→ Textabschnitt
....
Dawesome Novum
Virtuelles Instrument mit Granular Synthese
Wir möchten hier das im Juni 2022 vorgestellte virtuelle Instrument "Novum" vorstellen - ein Synthesizer basierend auf Granular-Synthese. Entwickelt wurde es von Peter Vorländer aus Hamburg. Er selbst ist auch als Musiker tätig, trägt aber auch einen Doktortitel der Mathematik und gründete Mitte 2019 seine Firma Dawesome. Sein erster kommerzieller Synthesizer war der Abyss. Schon dieser Synth wartet mit einige Besonderheiten auf, wie die grafische Zusammenstellung eines Sounds, bzw. Klangverlaufs aus einer Palette von vorgegebenen Charakteren. Und natürlich bietet auch Novum, mittlerweile der dritte Synth von Peter Vorländer, im Bereich der Bedienung und Handhabung neben vielem Bekanntem auch Neues. Vertrieben wird Novum, wie auch schon Abyss, über Tracktion.
Voraussetzungen und Installation
Novum ist sowohl als VST3 für macOS (ab Version 10.13, 64 Bit oder Apple Silicon) und Windows (ab Windows 10, 64 Bit) als auch als AU-Plug-In für macOS verfügbar.
Download und Installation erfolgt nach dem Kauf über den Tracktion Download Manager (s. Abb. oben). Nach erfolgreicher Installation muss man im Plug-In noch die Zugangsdaten des Tracktion-User-Accounts eingeben und das Plug-In wird dann für diesen Rechner freigeschaltet. Wichtig ist zu wissen, dass man noch die Novum Basic Content Sound-Bibliothek installieren muss. Nach dem Downloaden muss man den entpackten Ordner in das gewünschte Library-Verzeichnis schieben und dann den Ordner mit der Maus auf die Oberfläche des Novum ziehen und die Sound sind dann installiert.
Konzept
Novum nutzt granulare Synthese. Hier werden aus einem Sample kurze Teile im Millisekunden-Bereich, sogenannte Grains oder machmal auch als Particles bezeichnet, herangezogen. Mehrerer dieser Grains werden hintereinander abgespielt. Mögliche Variablen sind neben der Grain-Länge die Dichte, bzw. Anzahl der Grains. Es ist eine bestimmte Anzahl von Grains erforderlich um einen kontinuierlichen Sound zu bekommen. Es gibt im Detail verschiedene Möglichkeiten mit den Grains umzugehen. Grains lassen sich häufig in der Reihenfolge umkehren oder Ping-Pong-mäßig abspielen. Der große Vorteil von Grains ist, dass eine Veränderung der Abspielgeschwindigkeit nicht die Tonhöhe verändert.
Bei Novum werden nach dem Laden einer neuen Sample-Datei über ein Algorithmus sechs klanglich verschiedene Layer, also Ebenen, generiert. Diese Ebenen lassen sich einzeln in einem Sound-Preset ein- und ausschalten und zum Teil auch über Parameter individuell bearbeiten.
....
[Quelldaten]
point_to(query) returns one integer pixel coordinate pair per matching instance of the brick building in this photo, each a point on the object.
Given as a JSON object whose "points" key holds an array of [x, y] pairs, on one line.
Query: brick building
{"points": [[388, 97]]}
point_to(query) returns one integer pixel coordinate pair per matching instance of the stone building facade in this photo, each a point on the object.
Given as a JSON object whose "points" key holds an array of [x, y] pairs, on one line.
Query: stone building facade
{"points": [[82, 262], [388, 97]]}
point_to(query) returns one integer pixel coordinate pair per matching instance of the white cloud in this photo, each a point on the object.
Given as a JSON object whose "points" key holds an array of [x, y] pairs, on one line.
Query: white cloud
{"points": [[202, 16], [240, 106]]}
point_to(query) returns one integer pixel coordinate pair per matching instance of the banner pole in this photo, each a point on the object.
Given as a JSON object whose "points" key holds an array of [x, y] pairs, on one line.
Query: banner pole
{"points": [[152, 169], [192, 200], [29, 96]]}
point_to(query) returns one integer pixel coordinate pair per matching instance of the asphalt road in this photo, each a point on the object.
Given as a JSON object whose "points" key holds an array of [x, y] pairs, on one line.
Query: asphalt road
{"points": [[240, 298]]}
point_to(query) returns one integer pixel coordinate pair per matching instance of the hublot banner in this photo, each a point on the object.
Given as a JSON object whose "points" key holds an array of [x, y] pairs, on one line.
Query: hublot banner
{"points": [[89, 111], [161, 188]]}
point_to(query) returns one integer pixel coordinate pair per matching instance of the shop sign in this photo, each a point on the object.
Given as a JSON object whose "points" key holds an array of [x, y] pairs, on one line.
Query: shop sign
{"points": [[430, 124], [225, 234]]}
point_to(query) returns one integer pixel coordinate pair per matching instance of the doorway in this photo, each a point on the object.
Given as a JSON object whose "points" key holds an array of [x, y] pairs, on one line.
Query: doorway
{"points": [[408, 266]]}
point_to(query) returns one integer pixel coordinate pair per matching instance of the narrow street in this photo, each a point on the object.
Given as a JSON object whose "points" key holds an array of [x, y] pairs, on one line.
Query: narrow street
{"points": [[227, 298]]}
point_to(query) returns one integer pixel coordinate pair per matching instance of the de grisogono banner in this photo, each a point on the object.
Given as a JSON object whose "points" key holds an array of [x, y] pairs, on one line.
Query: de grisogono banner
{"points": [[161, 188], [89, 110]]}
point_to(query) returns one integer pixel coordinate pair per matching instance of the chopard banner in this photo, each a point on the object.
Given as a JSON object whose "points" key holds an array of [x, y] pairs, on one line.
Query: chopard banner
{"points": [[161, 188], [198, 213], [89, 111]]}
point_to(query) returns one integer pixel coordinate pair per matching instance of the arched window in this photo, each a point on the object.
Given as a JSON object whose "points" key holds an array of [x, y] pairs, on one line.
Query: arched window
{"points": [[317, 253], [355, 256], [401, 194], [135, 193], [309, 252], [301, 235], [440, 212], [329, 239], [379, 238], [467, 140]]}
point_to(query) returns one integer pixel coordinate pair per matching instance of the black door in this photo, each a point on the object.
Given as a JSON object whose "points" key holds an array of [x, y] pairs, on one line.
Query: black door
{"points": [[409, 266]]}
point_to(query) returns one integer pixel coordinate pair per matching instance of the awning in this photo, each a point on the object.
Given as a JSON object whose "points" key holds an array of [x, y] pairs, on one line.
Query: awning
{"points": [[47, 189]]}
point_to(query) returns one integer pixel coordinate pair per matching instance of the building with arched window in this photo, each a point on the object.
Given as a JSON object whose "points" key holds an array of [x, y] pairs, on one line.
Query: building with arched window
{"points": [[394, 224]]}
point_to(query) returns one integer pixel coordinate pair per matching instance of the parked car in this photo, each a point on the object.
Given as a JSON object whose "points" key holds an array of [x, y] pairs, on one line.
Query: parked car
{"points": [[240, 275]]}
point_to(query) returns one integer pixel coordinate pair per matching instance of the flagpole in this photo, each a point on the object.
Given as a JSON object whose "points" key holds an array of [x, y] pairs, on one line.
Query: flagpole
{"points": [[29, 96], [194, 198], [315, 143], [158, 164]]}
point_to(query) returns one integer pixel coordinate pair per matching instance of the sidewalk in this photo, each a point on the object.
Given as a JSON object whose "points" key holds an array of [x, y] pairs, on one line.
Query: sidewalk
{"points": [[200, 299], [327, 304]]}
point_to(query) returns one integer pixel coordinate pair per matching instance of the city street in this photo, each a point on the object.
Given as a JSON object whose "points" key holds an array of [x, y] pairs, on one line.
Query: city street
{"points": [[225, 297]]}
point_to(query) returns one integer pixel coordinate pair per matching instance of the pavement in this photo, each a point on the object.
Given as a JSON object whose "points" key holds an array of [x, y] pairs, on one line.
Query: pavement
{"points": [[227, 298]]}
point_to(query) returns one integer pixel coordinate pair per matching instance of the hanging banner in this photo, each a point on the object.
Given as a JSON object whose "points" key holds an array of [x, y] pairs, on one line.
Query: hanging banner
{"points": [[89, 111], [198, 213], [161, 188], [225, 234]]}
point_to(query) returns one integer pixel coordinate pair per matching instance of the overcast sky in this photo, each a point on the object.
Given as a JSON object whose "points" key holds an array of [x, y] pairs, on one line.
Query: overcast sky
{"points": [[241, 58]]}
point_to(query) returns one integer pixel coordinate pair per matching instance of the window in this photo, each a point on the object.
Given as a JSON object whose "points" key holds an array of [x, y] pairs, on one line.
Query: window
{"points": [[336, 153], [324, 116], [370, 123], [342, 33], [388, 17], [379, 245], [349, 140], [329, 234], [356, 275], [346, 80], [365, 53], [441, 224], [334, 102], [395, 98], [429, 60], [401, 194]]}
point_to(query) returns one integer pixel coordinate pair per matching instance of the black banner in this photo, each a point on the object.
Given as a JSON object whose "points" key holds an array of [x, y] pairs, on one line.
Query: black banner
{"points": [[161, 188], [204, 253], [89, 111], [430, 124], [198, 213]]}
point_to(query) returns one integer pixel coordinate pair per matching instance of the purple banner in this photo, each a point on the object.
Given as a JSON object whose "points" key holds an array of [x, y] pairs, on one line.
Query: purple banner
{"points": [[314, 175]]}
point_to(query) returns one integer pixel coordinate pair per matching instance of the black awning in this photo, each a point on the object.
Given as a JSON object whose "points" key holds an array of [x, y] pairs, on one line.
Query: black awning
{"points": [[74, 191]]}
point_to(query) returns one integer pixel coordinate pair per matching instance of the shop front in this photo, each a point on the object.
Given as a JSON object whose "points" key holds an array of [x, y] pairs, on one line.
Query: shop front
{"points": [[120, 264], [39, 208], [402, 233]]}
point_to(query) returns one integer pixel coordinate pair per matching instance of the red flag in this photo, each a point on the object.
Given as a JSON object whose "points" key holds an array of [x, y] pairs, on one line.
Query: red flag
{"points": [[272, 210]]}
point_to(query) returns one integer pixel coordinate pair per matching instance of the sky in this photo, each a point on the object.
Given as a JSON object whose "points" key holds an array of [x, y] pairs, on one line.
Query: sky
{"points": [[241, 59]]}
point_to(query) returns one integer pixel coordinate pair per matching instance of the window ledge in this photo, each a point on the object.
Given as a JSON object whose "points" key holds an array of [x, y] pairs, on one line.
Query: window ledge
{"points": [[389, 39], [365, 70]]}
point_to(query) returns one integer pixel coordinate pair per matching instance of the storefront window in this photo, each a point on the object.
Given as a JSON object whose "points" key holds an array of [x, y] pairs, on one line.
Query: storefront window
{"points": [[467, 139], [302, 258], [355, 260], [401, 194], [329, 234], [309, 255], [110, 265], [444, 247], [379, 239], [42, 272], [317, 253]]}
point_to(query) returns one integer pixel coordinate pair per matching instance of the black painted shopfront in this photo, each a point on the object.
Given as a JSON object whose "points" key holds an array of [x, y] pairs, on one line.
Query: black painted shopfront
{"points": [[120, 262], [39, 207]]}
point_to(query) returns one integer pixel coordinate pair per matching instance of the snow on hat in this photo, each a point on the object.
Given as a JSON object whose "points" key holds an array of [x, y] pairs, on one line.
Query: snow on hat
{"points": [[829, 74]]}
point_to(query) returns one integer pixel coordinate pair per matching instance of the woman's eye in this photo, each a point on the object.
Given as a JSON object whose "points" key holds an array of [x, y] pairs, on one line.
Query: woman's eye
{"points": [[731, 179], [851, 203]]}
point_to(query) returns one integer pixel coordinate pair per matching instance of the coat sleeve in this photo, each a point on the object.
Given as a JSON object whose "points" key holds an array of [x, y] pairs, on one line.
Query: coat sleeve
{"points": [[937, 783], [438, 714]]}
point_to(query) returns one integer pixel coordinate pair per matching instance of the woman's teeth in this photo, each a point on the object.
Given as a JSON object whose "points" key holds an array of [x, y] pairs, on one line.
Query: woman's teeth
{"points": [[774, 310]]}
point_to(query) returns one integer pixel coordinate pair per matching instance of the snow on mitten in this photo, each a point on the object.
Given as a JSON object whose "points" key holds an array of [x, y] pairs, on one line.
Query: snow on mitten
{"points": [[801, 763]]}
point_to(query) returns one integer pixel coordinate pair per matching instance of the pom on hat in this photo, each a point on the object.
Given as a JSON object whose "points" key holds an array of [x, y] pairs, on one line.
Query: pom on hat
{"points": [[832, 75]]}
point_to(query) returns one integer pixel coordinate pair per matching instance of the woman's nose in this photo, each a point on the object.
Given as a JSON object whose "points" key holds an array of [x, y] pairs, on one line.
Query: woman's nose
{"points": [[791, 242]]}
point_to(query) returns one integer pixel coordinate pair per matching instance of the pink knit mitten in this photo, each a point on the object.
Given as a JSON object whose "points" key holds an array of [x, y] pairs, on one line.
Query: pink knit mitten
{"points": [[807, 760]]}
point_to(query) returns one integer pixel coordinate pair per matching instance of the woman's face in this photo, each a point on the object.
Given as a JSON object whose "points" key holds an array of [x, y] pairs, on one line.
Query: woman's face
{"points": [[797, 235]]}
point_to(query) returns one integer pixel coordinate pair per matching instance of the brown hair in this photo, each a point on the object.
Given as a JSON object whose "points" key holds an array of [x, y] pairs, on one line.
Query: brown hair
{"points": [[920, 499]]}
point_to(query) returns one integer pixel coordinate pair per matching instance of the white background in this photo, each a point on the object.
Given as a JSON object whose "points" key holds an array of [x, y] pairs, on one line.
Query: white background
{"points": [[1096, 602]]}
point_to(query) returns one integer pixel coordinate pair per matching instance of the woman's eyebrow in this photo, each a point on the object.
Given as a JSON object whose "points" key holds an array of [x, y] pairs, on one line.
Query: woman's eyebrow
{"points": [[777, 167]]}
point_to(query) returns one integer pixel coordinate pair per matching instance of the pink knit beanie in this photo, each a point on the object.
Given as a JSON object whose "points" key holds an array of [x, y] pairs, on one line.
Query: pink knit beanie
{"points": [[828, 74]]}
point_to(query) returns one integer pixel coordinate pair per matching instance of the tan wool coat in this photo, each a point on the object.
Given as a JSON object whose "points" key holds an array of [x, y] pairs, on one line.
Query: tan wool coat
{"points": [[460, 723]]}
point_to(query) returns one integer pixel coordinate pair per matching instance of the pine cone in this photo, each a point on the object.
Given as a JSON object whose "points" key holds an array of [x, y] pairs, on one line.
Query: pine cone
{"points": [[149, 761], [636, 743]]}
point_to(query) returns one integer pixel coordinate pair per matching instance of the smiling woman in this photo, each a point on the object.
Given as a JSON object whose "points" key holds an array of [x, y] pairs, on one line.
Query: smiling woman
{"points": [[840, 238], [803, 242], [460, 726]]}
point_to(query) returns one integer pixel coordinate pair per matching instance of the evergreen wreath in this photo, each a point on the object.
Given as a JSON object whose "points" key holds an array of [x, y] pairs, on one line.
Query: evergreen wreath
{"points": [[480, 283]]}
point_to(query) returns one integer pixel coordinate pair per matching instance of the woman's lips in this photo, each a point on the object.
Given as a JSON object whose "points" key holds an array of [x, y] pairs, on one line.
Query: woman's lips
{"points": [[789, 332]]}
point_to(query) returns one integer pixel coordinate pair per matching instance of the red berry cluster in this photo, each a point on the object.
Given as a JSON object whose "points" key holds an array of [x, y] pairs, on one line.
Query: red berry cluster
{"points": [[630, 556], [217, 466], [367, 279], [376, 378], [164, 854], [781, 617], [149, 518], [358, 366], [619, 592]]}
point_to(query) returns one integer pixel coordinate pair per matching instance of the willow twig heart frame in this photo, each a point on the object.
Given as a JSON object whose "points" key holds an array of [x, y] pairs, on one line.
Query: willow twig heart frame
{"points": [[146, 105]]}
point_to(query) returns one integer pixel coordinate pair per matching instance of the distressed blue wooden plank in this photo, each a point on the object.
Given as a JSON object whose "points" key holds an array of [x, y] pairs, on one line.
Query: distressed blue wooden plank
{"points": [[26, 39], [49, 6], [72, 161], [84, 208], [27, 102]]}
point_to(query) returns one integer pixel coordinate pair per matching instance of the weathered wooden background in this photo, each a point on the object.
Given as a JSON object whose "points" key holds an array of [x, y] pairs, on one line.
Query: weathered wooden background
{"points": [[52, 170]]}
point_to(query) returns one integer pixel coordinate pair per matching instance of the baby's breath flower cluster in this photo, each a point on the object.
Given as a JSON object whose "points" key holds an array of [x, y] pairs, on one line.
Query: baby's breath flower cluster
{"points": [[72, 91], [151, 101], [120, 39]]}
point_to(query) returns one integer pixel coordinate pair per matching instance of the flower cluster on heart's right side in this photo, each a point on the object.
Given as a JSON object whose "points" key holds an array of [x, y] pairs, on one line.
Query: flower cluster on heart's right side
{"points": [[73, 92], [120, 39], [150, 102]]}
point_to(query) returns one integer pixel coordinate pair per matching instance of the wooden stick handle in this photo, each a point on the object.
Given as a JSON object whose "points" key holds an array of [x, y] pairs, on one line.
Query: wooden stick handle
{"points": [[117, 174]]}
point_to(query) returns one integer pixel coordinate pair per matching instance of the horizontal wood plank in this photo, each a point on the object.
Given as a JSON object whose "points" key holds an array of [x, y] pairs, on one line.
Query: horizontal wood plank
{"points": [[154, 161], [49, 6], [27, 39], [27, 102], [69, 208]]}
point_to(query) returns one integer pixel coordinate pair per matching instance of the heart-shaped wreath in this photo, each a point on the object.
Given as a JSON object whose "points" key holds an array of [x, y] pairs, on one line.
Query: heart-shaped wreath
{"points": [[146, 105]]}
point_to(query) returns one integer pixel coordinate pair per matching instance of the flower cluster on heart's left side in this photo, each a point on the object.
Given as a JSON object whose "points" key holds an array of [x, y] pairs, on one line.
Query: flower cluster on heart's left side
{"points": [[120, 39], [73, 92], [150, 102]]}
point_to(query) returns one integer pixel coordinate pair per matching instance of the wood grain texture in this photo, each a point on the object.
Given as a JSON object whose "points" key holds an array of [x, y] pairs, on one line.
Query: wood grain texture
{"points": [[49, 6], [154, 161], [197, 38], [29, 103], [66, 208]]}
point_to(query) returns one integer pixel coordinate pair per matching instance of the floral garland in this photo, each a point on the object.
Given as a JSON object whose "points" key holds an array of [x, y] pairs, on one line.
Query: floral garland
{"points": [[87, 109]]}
....
→ Aufgaben
[1] Kopiere aus dem Text über den Synthesizer Novum wortgetreu den Abschnitt, der mit den Worten "Voraussetzungen und Installation" beginnt und mit "sind dann installiert." endet.
[2] Formatiere die Zeilen der Quelldaten von der Zeile mit "the black painted" bis einschließlich der Zeile mit "Query: black painted shopfront" als JSON-Liste von Strings. Nimm dabei je Zeile einen String und lass Leerzeilen weg.

→ Erwartete Ergebnisse
[1]
Voraussetzungen und Installation
Novum ist sowohl als VST3 für macOS (ab Version 10.13, 64 Bit oder Apple Silicon) und Windows (ab Windows 10, 64 Bit) als auch als AU-Plug-In für macOS verfügbar.
Download und Installation erfolgt nach dem Kauf über den Tracktion Download Manager (s. Abb. oben). Nach erfolgreicher Installation muss man im Plug-In noch die Zugangsdaten des Tracktion-User-Accounts eingeben und das Plug-In wird dann für diesen Rechner freigeschaltet. Wichtig ist zu wissen, dass man noch die Novum Basic Content Sound-Bibliothek installieren muss. Nach dem Downloaden muss man den entpackten Ordner in das gewünschte Library-Verzeichnis schieben und dann den Ordner mit der Maus auf die Oberfläche des Novum ziehen und die Sound sind dann installiert.

[2]
[
  "point_to(query) returns one integer pixel coordinate pair per matching instance of the black painted shopfront in this photo, each a point on the object.",
  "Given as a JSON object whose \"points\" key holds an array of [x, y] pairs, on one line.",
  "Query: black painted shopfront"
]